▸ Exercise: Return only the lines starting at the line that contains "of the tree." and ending with the final line of the listing; include both endpoints.
** Begin **
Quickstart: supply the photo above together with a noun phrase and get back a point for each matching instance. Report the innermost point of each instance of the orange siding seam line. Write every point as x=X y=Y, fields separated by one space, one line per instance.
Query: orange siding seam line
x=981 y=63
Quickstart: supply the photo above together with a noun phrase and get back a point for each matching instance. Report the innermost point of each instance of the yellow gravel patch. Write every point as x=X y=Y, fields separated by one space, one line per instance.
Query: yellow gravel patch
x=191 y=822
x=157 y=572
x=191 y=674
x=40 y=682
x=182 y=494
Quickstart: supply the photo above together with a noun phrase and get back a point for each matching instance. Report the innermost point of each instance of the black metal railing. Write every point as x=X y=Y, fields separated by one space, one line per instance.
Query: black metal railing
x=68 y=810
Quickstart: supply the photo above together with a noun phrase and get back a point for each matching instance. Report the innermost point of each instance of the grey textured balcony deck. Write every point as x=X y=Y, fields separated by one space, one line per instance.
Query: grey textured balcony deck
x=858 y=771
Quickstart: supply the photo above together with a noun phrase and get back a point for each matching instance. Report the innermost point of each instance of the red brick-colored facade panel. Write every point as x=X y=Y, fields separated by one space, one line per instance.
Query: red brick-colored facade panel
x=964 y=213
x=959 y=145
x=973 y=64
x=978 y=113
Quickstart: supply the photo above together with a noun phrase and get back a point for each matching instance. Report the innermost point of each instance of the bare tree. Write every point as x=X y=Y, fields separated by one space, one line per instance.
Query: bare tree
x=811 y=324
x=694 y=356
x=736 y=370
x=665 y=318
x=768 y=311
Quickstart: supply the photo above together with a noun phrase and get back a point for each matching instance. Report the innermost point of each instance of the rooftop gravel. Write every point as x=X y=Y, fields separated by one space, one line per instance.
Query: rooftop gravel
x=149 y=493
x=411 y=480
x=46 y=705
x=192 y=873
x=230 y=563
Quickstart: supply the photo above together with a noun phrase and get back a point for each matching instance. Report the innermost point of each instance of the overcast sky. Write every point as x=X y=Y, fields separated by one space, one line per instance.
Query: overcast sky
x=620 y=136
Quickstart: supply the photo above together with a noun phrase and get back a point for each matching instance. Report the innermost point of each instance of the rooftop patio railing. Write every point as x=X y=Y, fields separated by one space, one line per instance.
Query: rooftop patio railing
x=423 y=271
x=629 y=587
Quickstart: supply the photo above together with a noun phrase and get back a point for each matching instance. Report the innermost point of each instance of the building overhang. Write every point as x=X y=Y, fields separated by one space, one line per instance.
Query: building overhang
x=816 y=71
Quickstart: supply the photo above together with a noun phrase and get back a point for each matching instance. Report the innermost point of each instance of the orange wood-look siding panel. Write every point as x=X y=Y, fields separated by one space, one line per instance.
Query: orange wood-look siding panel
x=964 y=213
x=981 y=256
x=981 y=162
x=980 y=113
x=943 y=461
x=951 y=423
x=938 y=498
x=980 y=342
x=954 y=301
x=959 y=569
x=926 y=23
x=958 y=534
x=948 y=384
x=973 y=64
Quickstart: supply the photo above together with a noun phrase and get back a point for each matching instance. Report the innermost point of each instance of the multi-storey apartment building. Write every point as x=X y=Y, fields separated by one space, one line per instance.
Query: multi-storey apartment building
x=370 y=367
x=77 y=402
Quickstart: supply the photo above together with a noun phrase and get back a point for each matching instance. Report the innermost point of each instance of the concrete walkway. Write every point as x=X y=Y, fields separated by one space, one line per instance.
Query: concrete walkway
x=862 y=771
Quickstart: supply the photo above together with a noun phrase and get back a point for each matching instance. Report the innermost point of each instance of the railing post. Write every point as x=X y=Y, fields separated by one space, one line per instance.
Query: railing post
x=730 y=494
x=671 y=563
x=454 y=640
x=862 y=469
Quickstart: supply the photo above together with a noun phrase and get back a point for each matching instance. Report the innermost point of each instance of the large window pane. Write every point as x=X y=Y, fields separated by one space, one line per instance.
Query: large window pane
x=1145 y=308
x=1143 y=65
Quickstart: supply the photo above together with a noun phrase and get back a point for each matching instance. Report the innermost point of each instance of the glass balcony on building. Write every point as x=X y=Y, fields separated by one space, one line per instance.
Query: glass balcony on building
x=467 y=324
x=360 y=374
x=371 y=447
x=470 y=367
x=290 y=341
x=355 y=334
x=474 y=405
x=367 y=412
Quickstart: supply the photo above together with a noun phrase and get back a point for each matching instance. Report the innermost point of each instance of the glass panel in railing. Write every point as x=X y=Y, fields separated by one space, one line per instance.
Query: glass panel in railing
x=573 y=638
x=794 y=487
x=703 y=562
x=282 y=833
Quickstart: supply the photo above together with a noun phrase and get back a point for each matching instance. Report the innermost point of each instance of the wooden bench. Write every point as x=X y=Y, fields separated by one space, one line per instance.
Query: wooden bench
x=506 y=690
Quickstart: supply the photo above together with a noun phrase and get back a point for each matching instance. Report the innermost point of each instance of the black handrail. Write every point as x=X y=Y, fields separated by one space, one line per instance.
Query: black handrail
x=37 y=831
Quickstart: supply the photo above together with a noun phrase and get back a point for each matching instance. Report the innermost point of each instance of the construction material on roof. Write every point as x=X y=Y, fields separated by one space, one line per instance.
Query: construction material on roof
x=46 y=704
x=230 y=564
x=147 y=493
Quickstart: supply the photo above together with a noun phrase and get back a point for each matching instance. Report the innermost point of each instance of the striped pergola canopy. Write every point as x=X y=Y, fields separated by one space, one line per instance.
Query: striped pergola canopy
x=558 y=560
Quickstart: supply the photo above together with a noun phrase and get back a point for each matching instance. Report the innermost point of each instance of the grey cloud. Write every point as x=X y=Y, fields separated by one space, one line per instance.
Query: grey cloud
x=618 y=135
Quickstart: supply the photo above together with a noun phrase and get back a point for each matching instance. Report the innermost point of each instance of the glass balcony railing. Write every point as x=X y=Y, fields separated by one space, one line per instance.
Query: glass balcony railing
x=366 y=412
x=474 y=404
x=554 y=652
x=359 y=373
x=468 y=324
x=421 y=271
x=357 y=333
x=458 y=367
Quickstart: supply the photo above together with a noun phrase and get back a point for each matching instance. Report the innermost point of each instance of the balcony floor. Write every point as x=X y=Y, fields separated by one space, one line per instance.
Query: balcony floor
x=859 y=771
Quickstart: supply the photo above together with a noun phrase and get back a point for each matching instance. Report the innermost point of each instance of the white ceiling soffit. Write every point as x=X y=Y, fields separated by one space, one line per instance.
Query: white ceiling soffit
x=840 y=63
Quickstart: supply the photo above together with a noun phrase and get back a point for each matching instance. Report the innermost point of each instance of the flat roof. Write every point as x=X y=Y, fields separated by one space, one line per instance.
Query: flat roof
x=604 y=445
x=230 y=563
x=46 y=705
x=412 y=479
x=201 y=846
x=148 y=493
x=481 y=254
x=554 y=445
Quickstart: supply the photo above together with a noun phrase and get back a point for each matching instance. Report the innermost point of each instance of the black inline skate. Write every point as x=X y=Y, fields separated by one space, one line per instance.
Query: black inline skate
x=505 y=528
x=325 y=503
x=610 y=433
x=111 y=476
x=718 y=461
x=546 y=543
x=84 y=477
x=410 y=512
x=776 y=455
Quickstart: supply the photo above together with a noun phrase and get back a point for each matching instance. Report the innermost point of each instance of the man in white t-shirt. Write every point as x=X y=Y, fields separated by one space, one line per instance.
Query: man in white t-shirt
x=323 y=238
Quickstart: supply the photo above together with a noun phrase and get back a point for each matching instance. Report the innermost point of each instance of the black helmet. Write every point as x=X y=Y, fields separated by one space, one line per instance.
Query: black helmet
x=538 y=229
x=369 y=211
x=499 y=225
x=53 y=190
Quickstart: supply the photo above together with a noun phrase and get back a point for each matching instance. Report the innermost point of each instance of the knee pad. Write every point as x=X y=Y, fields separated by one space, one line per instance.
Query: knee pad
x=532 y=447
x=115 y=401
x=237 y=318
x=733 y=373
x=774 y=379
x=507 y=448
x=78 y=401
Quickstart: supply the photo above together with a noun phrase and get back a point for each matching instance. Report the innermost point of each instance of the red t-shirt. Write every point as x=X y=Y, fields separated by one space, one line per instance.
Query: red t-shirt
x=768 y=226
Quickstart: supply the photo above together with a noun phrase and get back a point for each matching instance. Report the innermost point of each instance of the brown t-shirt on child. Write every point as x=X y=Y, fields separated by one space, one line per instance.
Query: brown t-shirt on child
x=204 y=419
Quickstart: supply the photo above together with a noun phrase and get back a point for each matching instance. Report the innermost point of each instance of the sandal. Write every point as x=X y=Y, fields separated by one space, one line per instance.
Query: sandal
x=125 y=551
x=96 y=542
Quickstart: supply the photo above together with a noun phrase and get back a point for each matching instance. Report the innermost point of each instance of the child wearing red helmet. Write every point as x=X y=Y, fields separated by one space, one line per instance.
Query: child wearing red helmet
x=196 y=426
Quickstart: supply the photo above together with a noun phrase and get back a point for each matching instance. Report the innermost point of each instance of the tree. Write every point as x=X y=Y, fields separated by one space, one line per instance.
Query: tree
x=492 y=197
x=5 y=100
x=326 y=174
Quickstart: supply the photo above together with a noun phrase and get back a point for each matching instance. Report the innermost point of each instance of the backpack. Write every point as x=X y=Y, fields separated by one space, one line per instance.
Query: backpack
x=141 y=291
** End **
▸ Written answer:
Quickstart: supply the photo above together with a noun phrase and get back a point for each matching instance. Report the innermost point of each instance of the tree. Write every point as x=X y=Y, fields separated by one space, one line per instance.
Query: tree
x=492 y=197
x=5 y=100
x=326 y=174
Quickstart: supply the photo above together with a noun phrase and get back a point for each matching instance. Report the innermost point of each instance of the backpack. Write every point as x=X y=Y, fields separated by one space, one line per instance.
Query: backpack
x=141 y=291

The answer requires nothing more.